>> start Extract to read
Put all the spices in a bowl and mix them around. My eight-year-old loves doing this part and acts like she’s on a cooking show. Sometimes she dumps the measuring spoons in the bowl too and I have to fish them out but she’s helping and not fighting with her brother so I’m calling it a win. I started making big batches of this and keeping it in an old parmesan shaker container so I don’t have to measure every time. Game changer.
Cut everything into strips about the same size, though mine are never actually the same and it still turns out fine so don’t stress about it. Just try not to have some giant chunks and some tiny pieces or the tiny ones burn before the big ones cook. I cut the peppers lengthwise into long strips, onions the same way. Chicken gets cut into strips maybe half an inch thick but I’m totally guessing, I never measure. Sometimes if the chicken’s still a little frozen in the middle it’s actually easier to cut cleanly. Don’t tell anyone I said that.
Everything goes on the pan in one big pile. Drizzle oil over it—I don’t measure this, just glug glug probably two tablespoons-ish. Dump the seasoning on top. Now get your hands in there and toss it all around like you’re mixing a salad until everything looks coated in spices. My kids think this is hilarious and gross. Make sure you’re getting seasoning on all the pieces not just the top layer. Wash your hands after obviously.
>> end Extract to read
Task to complete >>
Please revise the stretch of the recipe text from "Put all the" through "time. Game changer.", putting "glass jar" in place of "parmesan shaker container".
>> start Rows
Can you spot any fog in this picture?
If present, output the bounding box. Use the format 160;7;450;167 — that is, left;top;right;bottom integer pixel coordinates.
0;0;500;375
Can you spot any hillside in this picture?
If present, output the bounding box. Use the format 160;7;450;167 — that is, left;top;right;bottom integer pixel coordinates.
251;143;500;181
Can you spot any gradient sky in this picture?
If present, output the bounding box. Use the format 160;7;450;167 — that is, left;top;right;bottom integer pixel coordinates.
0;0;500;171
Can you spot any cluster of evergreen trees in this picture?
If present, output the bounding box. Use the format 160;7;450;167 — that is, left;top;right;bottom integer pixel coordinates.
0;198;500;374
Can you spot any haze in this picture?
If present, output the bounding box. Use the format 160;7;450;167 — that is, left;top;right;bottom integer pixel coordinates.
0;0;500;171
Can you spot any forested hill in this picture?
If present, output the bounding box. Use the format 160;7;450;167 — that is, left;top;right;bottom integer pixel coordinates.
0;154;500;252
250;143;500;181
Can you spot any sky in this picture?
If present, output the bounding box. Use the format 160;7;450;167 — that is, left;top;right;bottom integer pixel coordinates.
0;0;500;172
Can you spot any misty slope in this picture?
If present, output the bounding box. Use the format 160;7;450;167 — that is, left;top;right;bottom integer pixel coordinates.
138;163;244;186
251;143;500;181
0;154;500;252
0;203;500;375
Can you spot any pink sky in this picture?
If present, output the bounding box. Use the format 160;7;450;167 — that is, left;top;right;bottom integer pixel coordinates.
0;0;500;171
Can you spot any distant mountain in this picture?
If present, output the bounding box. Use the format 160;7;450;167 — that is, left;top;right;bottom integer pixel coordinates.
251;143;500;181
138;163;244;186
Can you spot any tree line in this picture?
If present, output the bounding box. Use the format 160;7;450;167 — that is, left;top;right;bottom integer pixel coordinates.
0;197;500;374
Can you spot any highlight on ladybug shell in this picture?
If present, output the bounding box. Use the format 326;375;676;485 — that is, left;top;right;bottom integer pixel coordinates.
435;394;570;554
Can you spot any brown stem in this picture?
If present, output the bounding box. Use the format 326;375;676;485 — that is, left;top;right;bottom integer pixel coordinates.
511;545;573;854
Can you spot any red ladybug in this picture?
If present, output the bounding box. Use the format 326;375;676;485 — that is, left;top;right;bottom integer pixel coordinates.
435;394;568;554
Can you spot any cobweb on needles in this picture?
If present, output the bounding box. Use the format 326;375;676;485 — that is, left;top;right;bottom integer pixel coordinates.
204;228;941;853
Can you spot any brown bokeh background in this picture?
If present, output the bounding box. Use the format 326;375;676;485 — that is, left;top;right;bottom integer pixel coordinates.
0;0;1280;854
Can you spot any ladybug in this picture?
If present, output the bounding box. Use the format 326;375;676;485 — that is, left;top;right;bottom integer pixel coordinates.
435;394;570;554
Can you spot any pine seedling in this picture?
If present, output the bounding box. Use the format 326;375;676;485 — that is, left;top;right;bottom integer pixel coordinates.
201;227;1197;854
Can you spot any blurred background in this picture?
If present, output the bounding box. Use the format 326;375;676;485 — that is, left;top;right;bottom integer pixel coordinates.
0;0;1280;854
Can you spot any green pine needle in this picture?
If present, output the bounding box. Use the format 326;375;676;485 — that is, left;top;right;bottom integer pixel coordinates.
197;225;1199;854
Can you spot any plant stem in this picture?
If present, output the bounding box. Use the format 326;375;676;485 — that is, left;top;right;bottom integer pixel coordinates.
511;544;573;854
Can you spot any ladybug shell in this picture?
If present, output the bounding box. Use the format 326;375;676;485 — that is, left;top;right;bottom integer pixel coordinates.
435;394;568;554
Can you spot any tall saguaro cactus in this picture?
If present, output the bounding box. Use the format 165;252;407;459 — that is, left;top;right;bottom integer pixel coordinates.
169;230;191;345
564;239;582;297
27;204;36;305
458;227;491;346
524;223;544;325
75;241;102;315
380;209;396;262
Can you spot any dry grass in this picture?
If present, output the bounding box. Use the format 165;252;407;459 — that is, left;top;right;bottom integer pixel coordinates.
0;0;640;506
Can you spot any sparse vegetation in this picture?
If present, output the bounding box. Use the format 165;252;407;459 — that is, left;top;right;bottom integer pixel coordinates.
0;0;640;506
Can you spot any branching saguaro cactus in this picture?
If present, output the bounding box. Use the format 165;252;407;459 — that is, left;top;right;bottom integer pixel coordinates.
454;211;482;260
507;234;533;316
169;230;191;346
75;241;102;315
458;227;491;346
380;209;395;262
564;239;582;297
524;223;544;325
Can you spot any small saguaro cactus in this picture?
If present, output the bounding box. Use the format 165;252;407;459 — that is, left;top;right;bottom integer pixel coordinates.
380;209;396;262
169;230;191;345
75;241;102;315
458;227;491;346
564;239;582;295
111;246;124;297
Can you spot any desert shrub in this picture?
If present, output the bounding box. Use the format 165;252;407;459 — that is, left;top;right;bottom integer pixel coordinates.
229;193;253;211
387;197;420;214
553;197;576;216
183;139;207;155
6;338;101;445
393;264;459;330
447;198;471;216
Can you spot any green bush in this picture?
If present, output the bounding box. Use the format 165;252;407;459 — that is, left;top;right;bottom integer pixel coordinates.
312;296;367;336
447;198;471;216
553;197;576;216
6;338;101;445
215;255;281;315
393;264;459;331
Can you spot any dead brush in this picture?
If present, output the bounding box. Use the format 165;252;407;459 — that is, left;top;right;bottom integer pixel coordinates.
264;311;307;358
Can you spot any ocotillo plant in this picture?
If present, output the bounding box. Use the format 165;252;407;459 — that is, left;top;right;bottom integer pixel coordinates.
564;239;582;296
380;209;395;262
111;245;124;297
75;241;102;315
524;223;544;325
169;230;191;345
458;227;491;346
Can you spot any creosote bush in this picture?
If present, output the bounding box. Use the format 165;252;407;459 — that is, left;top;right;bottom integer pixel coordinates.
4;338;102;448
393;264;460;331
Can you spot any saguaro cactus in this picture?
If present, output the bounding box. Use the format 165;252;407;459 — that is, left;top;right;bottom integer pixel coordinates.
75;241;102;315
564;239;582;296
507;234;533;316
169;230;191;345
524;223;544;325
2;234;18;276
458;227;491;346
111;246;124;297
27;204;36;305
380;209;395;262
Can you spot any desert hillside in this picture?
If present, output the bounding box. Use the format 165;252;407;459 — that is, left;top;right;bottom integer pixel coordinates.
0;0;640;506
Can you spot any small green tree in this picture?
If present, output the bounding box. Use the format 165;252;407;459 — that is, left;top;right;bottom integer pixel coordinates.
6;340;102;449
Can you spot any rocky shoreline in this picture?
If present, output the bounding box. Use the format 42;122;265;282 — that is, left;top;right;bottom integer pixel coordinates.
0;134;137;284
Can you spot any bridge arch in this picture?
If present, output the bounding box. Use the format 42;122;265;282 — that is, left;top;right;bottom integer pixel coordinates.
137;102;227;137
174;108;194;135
>> end Rows
The output >>
Put all the spices in a bowl and mix them around. My eight-year-old loves doing this part and acts like she’s on a cooking show. Sometimes she dumps the measuring spoons in the bowl too and I have to fish them out but she’s helping and not fighting with her brother so I’m calling it a win. I started making big batches of this and keeping it in an old glass jar so I don’t have to measure every time. Game changer.